Tautan-tautan Akses

Sambut Baik Pertemuan Trump-Kim, Indonesia Berharap Ada Tindak Lanjut Lebih Inklusif


Presiden Joko Widodo di Istana Kepresidenan, Bogor, Jawa Barat Selasa 16 Juni 2018 (foto: Biro Pers Istana)
Presiden Joko Widodo di Istana Kepresidenan, Bogor, Jawa Barat Selasa 16 Juni 2018 (foto: Biro Pers Istana)

Indonesia menyambut baik pertemuan bersejarah dan perjanjian yang ditandatangani Presiden Amerika Donald Trump dan pemimpin Korea Utara Kim Jong Un di Singapura hari Selasa (12/6), dan berharap akan ada tindak lanjut yang lebih komprehensif dan inklusif.

Kementerian Luar Negeri Indonesia lewat Twitter Selasa sore menyampaikan apresiasi atas pertemuan Presiden Donald Trump dan pemimpin Korea Utara Kim Jong Un di Singapura, yang dinilai “telah membuka era baru dalam hubungan kedua negara.” Indonesia berharap hasil positif yang dicapai dapat segera ditindaklanjuti secara komprehensif dan inklusif “guna menciptakan kondisi kondusif bagi tercapainya perdamaian di Semenanjung Korea yang bebas senjata nuklir.”

Sebagai Anggota Tidak Tetap Dewan Keamanan PBB, Indonesia Dinilai Perlu Cermati Isu Denuklirisasi

Pengamat hubungan internasional di Universitas Indonesia Prof. Dr. Hikmahanto Juwana mengatakan kepada VOA, sudah saatnya Indonesia mencermati dan mengidentifikasi isu seperti perundingan Trump dan Kim ini karena hal tersebut akan menjadi bagian dari pekerjaan penting Indonesia mulai 1 Januari 2019 sebagai anggota tidak tetap Dewan Keamanan PBB.

Sambut Baik Pertemuan Trump-Kim, Indonesia Berharap Ada Tindak Lanjut Lebih Inklusif
mohon tunggu

No media source currently available

0:00 0:03:40 0:00

“…ini merupakan proses ‘’belanja masalah’’ bagi Indonesia karena per 1 Januari 2019 Indonesia akan menduduki kursi anggota tidak tetap DK PBB. Misalnya saja dalam proses denuklirisasi, Indonesia dapat memastikan bagaimana keterlibatan DK PBB, IAEA, dan memastikan bahwa tidak ada muka yang hilang dari pihak Korut karena perlucutan kemampuan nuklirnya. Ini semua harus menjadi bahan yang bukan tidak mungkin menjadi agenda dalam pembahasan-pembahasan di DK PBB,’’ ujar Prof. Dr. Hikmahanto.

• [Tugas]:
Ringkaslah paragraf dalam kutipan yang diawali "Kementerian Luar Negeri Indonesia lewat Twitter" menjadi paling banyak dua kalimat tanpa menghilangkan fakta pokoknya. Data ini sama sekali tidak berperan dalam pengerjaan tugas.

(Baris-baris dari kumpulan data)

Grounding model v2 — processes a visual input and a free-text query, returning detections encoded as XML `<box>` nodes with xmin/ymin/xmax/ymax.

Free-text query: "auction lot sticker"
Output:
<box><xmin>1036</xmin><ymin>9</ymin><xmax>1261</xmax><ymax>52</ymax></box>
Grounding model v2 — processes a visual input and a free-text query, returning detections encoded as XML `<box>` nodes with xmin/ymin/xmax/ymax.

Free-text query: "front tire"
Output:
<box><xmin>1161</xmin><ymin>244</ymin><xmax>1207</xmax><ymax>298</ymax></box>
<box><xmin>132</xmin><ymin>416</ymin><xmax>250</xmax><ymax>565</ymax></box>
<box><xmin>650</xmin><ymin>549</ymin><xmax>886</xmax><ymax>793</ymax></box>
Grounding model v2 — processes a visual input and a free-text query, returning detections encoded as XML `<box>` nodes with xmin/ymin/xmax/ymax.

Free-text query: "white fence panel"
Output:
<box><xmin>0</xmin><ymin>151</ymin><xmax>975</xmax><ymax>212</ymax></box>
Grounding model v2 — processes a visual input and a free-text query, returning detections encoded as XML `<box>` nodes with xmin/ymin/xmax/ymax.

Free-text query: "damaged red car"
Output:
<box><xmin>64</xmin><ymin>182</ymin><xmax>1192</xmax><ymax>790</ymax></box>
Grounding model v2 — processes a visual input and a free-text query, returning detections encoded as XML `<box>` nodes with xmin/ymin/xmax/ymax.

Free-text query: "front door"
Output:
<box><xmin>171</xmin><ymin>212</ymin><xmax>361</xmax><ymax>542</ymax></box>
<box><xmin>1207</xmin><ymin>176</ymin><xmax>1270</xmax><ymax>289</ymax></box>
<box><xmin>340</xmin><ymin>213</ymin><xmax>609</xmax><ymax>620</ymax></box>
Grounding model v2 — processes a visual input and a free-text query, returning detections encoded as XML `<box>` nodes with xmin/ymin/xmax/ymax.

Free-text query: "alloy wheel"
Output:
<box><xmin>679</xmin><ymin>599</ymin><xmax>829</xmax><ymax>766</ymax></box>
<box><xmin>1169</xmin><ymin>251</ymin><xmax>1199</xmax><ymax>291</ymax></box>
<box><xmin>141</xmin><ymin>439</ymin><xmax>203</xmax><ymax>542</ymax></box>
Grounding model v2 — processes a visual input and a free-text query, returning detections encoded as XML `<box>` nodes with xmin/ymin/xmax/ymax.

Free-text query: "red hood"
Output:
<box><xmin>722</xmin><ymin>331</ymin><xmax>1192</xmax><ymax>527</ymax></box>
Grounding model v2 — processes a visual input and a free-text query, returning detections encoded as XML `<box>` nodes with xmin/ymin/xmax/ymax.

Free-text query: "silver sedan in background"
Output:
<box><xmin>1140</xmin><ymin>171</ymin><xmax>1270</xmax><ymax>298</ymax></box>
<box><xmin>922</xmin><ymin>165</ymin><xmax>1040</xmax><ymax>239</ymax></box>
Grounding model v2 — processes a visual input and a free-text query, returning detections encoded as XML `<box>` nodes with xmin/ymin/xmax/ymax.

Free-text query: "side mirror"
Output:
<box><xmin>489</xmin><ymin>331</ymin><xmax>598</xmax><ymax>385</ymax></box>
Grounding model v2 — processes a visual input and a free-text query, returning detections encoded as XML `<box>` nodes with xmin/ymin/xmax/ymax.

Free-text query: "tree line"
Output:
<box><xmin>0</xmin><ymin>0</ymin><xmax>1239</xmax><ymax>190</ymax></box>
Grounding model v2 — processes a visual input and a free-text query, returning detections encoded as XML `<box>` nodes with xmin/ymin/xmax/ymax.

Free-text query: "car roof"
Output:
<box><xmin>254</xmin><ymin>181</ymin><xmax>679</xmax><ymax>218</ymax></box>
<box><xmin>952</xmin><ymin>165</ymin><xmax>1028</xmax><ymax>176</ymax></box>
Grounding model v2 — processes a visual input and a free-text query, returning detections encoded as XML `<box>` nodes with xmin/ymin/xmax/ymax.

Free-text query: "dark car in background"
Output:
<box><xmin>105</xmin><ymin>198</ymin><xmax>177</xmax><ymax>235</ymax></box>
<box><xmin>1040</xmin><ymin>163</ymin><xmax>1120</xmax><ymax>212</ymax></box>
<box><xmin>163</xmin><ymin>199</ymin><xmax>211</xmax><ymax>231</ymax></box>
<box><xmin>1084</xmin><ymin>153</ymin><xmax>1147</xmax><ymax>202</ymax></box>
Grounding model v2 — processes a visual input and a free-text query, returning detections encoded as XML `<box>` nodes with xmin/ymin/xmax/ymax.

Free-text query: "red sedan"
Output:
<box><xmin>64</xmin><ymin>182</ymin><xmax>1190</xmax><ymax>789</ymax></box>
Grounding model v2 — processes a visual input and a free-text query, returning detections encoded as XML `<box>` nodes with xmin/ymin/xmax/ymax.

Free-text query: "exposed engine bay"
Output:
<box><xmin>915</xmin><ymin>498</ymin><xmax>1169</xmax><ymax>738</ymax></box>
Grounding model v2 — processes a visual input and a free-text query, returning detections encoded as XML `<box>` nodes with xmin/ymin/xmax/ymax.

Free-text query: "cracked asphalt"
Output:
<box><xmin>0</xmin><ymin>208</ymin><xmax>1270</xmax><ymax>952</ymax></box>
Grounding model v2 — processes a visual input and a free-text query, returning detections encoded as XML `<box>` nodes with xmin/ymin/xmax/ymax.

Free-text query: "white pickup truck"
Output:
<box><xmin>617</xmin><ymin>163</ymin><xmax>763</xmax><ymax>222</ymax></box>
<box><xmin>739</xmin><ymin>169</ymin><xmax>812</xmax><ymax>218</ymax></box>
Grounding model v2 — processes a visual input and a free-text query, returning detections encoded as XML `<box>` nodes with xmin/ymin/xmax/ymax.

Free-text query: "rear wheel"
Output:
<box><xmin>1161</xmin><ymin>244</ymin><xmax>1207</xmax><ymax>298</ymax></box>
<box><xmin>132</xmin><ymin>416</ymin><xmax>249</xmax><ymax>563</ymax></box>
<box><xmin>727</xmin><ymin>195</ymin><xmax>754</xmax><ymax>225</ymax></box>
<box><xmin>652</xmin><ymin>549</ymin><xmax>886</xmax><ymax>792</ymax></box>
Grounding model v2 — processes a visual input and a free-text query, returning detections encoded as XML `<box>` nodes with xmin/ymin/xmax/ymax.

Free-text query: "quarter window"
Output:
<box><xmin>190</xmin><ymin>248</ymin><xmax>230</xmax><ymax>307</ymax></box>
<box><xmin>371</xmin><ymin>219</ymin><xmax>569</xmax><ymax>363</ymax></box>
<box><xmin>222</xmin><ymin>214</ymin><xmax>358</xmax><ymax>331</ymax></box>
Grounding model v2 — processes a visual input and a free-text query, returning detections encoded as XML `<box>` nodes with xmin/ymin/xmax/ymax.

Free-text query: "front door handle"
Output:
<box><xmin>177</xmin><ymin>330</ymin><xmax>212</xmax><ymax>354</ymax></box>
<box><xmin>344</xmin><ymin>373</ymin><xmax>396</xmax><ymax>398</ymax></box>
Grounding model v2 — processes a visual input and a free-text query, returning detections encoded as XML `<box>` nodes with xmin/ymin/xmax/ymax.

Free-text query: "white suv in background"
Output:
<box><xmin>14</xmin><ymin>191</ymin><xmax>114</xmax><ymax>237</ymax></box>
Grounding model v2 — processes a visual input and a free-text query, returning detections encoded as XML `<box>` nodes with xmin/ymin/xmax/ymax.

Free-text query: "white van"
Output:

• [Jawaban Tertulis]:
Melalui Twitter pada Selasa sore, Kementerian Luar Negeri Indonesia mengapresiasi pertemuan Presiden Donald Trump dan pemimpin Korea Utara Kim Jong Un di Singapura, yang dinilai membuka era baru dalam hubungan kedua negara. Indonesia berharap hasil positif pertemuan itu segera ditindaklanjuti secara komprehensif dan inklusif demi terciptanya perdamaian di Semenanjung Korea yang bebas senjata nuklir.